= Extract provided =

Here's a scenario to try shed some light on what you mean by "well-rounded" for the rest of us and for yourself.
My friend and I were both in the top math class at the end of high school. He is a hard worker, and I am a natural talent. Whenever we were taught something new in class, I would go away thinking that I understood what I was just showed and I could apply it with a high degree of accuracy to whatever applications tests might throw at me. My friend went away and studied the topic to death, learning from various textbooks to get a feel for all possible questions he could ever be asked.
Now since I had much more time to fondle with while he studied profusely on these topics, I would indulge myself in all kinds of topics that weren't in my curriculum in school (mainly by reading up on problems that users here on PF couldn't solve in the homework help section).
Anyway, much later down the track when we were revising, I would slowly but surely get an answer to that topic covered long ago. My friend would rush through it using short cuts and tricks along the way and get the answer much faster than I could.
In the end of it all, he came first and I came second.

Photo labels with bounding boxes:
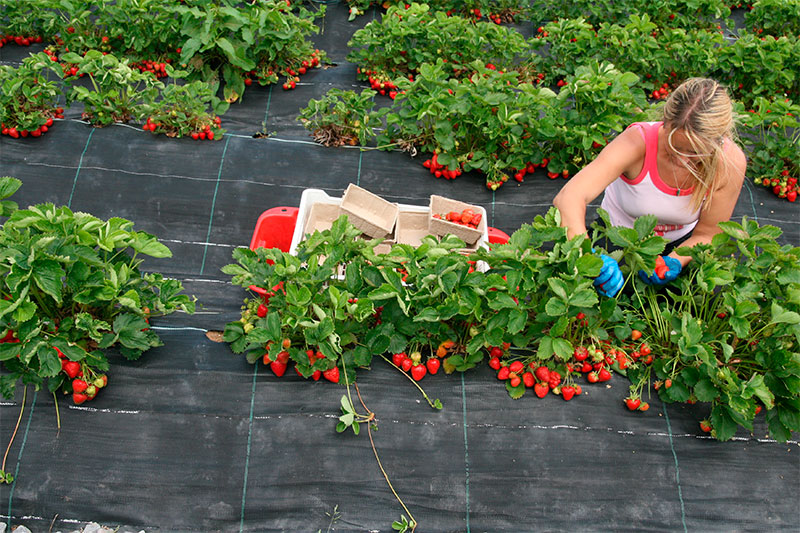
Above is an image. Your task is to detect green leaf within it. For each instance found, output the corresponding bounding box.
[569,289,600,307]
[544,296,567,316]
[31,259,66,305]
[692,379,719,402]
[711,405,736,441]
[772,302,800,324]
[36,346,61,378]
[130,231,172,258]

= Set of tasks =
1: From the text about the math class, list each thing the friend is said to have done while learning or revising topics.
2: Please rewrite the records with "green leaf" changed to "yellow leaf" and everything else kept the same. Leave the pictures out of your answer.
The text and the records are separate, unrelated material.

= Answers given =
1:
- Went away and studied the topic to death
- Learned from various textbooks to get a feel for all possible questions he could ever be asked
- Studied profusely on these topics
- Rushed through it using short cuts and tricks along the way
- Got the answer much faster than the narrator could

2:
Above is an image. Your task is to detect yellow leaf within it. For each instance found, output the corresponding bounding box.
[569,289,600,307]
[544,296,567,316]
[31,259,66,305]
[692,379,719,402]
[711,405,736,441]
[772,302,800,324]
[36,346,61,378]
[130,231,172,258]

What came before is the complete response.